RECORD SET:
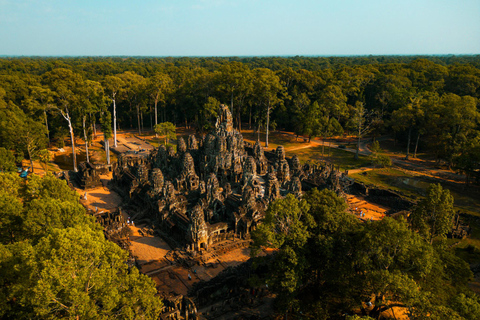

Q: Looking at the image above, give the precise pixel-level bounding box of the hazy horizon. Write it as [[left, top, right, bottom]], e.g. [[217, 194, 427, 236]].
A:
[[0, 0, 480, 57]]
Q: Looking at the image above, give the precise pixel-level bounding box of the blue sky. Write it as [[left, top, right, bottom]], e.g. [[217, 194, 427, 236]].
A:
[[0, 0, 480, 56]]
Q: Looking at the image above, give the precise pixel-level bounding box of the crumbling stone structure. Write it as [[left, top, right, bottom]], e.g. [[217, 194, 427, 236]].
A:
[[76, 162, 109, 190], [113, 105, 352, 251]]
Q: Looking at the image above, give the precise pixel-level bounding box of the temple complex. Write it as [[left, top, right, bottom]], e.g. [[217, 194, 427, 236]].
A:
[[113, 105, 351, 252]]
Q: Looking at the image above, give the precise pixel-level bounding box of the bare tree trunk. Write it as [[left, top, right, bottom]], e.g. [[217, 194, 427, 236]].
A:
[[90, 113, 97, 139], [82, 115, 90, 162], [155, 99, 158, 138], [60, 108, 78, 172], [405, 127, 412, 160], [27, 144, 33, 173], [248, 106, 252, 129], [43, 109, 50, 145], [113, 96, 117, 148], [137, 105, 142, 135], [413, 132, 420, 158], [355, 130, 360, 160], [265, 102, 270, 148], [103, 136, 110, 164], [237, 108, 242, 131], [230, 89, 235, 128]]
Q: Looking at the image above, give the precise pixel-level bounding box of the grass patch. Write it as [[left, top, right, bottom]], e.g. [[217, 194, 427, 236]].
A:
[[287, 146, 371, 170], [350, 168, 428, 200], [241, 130, 305, 150]]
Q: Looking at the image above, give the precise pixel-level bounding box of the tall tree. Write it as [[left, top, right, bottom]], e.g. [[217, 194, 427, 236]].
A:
[[147, 72, 173, 133], [253, 68, 285, 148], [351, 101, 378, 159], [103, 75, 125, 148], [43, 68, 83, 172], [100, 110, 112, 164], [217, 61, 252, 129], [119, 71, 147, 134], [409, 184, 455, 243], [155, 122, 177, 145], [391, 95, 424, 160], [80, 80, 105, 162]]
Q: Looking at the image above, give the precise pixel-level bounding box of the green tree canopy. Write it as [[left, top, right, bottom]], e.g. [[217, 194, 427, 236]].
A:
[[155, 122, 177, 145]]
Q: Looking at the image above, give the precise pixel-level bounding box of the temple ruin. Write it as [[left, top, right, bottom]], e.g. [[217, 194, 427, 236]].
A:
[[113, 105, 352, 252]]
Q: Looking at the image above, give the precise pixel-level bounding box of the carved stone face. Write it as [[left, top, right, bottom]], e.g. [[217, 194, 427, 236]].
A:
[[275, 146, 285, 161], [182, 152, 195, 175], [177, 137, 187, 153], [152, 168, 163, 194], [187, 134, 198, 150]]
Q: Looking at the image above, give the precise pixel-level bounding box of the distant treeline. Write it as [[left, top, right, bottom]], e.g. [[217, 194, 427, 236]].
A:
[[0, 55, 480, 178]]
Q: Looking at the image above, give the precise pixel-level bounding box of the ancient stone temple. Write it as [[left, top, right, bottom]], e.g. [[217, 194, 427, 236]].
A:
[[113, 105, 352, 251]]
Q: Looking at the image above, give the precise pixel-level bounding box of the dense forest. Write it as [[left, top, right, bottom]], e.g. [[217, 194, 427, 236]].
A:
[[0, 56, 480, 319], [0, 56, 480, 175], [0, 172, 162, 319]]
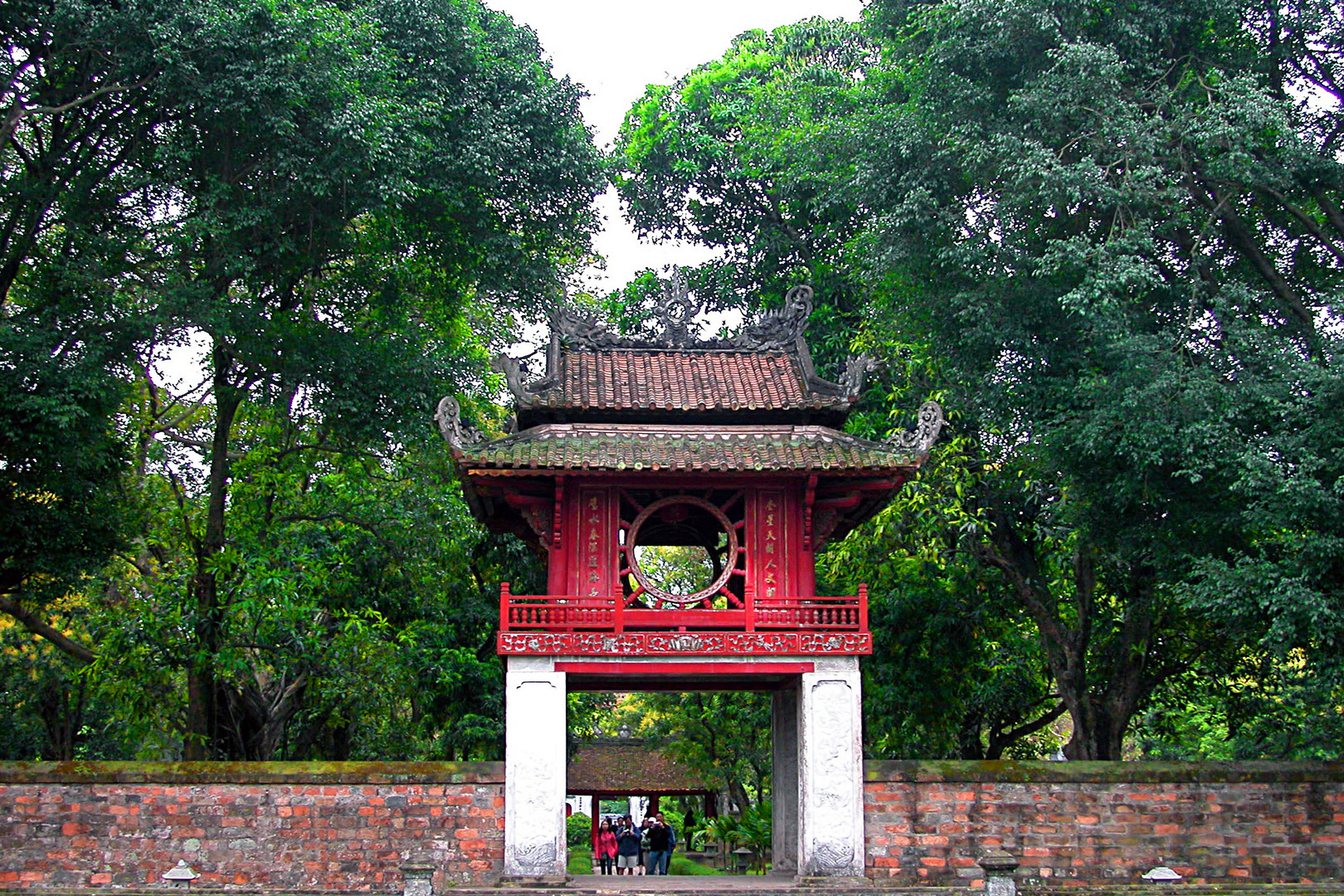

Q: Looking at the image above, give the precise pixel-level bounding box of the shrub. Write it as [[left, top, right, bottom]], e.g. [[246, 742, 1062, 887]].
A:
[[564, 811, 592, 852]]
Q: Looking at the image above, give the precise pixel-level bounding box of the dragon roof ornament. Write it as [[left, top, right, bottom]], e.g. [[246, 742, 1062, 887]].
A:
[[887, 402, 946, 457], [494, 274, 878, 410]]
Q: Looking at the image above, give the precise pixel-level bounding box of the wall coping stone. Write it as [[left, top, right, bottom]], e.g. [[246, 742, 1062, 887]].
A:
[[863, 759, 1344, 785], [0, 762, 504, 785]]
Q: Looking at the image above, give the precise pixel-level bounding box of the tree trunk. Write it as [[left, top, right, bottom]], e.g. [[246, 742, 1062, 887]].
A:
[[183, 344, 242, 760], [980, 519, 1153, 760]]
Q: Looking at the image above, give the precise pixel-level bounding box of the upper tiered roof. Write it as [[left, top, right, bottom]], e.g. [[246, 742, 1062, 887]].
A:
[[436, 275, 942, 543], [497, 277, 869, 430]]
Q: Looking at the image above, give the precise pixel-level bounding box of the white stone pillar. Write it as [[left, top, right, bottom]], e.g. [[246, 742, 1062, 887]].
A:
[[798, 657, 864, 877], [770, 685, 798, 874], [504, 657, 566, 877]]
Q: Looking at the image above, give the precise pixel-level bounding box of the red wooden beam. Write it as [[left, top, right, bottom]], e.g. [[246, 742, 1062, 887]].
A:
[[555, 660, 816, 675]]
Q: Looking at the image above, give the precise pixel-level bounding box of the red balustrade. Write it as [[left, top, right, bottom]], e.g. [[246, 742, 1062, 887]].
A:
[[500, 582, 869, 634]]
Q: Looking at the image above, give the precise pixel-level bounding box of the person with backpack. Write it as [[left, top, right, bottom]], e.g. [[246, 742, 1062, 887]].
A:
[[616, 816, 640, 876]]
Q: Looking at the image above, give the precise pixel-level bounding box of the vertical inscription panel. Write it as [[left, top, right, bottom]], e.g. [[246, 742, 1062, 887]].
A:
[[570, 488, 617, 598]]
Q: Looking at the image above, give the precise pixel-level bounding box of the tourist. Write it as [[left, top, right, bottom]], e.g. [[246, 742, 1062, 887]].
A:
[[616, 816, 640, 876], [648, 813, 672, 874], [592, 818, 617, 874], [635, 816, 653, 874]]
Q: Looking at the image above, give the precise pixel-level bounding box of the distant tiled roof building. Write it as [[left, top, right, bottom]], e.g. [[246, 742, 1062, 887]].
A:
[[566, 739, 716, 796]]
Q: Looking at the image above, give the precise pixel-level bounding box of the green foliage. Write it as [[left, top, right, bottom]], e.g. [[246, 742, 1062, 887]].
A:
[[564, 849, 592, 874], [616, 0, 1344, 759], [564, 811, 592, 852], [0, 0, 600, 759]]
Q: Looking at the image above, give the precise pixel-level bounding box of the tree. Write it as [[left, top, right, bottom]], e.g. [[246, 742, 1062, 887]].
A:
[[621, 0, 1344, 759], [863, 2, 1344, 757], [613, 19, 879, 362], [0, 0, 160, 631], [0, 0, 598, 757]]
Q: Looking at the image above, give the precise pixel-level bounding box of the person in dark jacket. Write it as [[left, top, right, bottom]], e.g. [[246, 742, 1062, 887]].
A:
[[592, 818, 617, 874], [616, 816, 640, 874], [649, 813, 674, 874]]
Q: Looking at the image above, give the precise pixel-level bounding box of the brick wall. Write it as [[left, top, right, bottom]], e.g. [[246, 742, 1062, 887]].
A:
[[0, 763, 504, 892], [864, 762, 1344, 885]]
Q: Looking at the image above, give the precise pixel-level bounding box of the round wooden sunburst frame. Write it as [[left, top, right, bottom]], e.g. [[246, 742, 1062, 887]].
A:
[[625, 494, 738, 608]]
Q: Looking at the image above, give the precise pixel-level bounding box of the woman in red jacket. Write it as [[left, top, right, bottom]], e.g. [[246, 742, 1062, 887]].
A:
[[592, 818, 616, 874]]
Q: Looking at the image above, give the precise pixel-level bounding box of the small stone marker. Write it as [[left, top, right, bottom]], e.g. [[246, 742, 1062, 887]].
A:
[[402, 859, 434, 896], [1141, 859, 1181, 884], [164, 859, 200, 889], [977, 848, 1017, 896]]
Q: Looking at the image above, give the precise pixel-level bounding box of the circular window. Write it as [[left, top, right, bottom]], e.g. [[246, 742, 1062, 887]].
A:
[[625, 494, 738, 607]]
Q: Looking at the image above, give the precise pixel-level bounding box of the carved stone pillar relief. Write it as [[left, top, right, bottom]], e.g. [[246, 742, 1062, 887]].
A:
[[798, 666, 864, 877], [504, 662, 566, 877]]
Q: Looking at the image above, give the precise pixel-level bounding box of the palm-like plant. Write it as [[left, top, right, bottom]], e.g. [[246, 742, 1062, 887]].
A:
[[737, 799, 774, 874]]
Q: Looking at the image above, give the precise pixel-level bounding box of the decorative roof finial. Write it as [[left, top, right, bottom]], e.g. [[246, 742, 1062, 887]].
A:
[[887, 402, 945, 454], [434, 395, 485, 449], [653, 266, 702, 348]]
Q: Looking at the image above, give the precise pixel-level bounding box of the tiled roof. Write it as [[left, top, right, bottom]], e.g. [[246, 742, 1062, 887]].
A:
[[519, 349, 852, 411], [455, 423, 922, 473], [566, 739, 716, 794]]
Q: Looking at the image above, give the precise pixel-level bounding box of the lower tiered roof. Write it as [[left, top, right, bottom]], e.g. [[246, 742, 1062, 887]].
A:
[[453, 423, 922, 475]]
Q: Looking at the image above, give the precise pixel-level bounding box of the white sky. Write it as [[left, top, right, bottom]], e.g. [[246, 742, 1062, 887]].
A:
[[485, 0, 861, 295]]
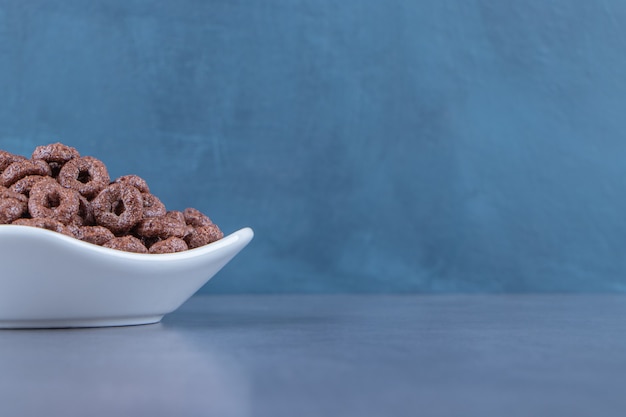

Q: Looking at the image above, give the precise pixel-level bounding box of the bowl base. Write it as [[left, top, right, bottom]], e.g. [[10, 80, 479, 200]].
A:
[[0, 315, 163, 329]]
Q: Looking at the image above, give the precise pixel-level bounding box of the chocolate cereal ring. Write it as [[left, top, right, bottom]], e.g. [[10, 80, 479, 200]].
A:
[[72, 194, 96, 226], [185, 224, 224, 249], [183, 207, 213, 227], [0, 187, 28, 224], [32, 142, 80, 164], [32, 142, 80, 178], [148, 236, 188, 253], [12, 218, 74, 237], [91, 183, 143, 236], [0, 150, 26, 173], [113, 175, 150, 194], [135, 211, 191, 239], [28, 178, 80, 225], [0, 159, 51, 187], [102, 235, 148, 253], [9, 175, 48, 197], [141, 193, 167, 218], [58, 156, 110, 199], [76, 226, 115, 246]]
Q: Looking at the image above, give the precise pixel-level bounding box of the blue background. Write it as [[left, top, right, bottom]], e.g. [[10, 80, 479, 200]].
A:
[[0, 0, 626, 292]]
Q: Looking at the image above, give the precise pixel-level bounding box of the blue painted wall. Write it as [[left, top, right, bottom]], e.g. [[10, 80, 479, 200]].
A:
[[0, 0, 626, 292]]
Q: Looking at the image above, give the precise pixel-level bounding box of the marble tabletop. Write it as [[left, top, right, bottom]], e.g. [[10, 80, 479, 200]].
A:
[[0, 295, 626, 417]]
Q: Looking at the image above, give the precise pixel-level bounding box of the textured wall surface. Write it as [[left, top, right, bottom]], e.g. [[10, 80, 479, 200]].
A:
[[0, 0, 626, 292]]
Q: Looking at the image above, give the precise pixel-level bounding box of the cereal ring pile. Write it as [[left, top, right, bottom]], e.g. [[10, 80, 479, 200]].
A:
[[0, 143, 224, 253]]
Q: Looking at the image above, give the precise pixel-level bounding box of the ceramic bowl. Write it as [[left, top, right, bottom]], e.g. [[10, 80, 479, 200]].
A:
[[0, 225, 253, 328]]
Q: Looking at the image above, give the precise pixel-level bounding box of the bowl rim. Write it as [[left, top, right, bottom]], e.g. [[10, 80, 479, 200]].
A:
[[0, 224, 254, 262]]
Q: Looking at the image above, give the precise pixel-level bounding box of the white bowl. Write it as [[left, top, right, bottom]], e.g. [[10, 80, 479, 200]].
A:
[[0, 225, 253, 328]]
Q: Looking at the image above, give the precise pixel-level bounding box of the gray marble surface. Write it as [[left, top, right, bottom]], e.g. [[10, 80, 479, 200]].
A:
[[0, 295, 626, 417]]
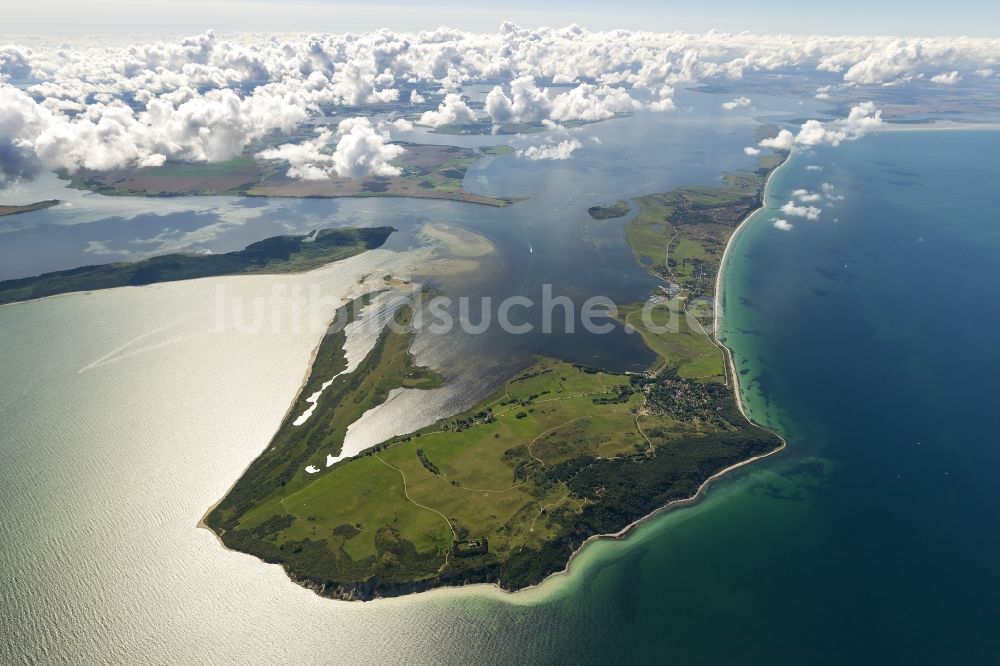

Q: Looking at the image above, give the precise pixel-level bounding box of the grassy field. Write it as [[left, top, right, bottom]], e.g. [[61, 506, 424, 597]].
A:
[[587, 199, 629, 220], [207, 320, 777, 598], [0, 227, 395, 304], [206, 150, 780, 599], [626, 153, 786, 299]]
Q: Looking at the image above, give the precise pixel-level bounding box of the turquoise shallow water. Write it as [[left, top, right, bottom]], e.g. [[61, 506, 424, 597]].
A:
[[470, 132, 1000, 664], [0, 123, 1000, 664]]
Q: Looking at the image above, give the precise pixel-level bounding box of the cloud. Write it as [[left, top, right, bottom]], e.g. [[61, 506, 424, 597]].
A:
[[758, 102, 885, 150], [484, 76, 642, 123], [417, 93, 476, 127], [792, 190, 823, 203], [722, 97, 750, 111], [0, 27, 1000, 175], [257, 116, 405, 180], [781, 201, 823, 220], [517, 139, 583, 160], [931, 70, 962, 86]]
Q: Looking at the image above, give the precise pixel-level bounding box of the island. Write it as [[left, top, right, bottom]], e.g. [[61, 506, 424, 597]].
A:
[[61, 143, 517, 206], [0, 199, 59, 217], [203, 154, 785, 600], [0, 227, 395, 304], [587, 199, 630, 220]]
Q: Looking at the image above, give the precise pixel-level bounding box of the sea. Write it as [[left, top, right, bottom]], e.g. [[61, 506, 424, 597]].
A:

DIRECTION:
Copy the entries from the line holding "of the upper" through the line holding "[[500, 582, 869, 634]]", inclusive, and multiply every bounding-box coordinate in their answers by 1.7, rounding to whole numbers with halves rounded up. Leave all other text unchanged, including the sample box given in the wording of each entry.

RESULT OF THIS TASK:
Q: Looking at the image above, give the precise pixel-level bounding box of the upper tiered roof. Write it as [[left, top, right, bottom]], e.g. [[246, 742, 1062, 887]].
A:
[[741, 468, 1601, 923], [845, 471, 1477, 731]]
Q: Looking at the image above, give the precise pixel-level bounding box of the white stone pillar. Write it as [[left, top, right, bottom]], e.g. [[246, 742, 1062, 887]].
A:
[[1357, 1117, 1469, 1491], [1309, 1165, 1357, 1486], [857, 1117, 962, 1491]]
Q: Looking at the image above, give the precise pixel-level bounding box of the red wooden beam. Write it as [[left, top, right, bottom]], e.g. [[246, 742, 1062, 887]].
A:
[[944, 1122, 1387, 1148]]
Q: Looking at the image above, give the precise pixel-level bounding box of the red balustrade. Write it as [[left, top, right, bottom]], e.g. [[246, 742, 1062, 887]].
A:
[[850, 989, 1477, 1078]]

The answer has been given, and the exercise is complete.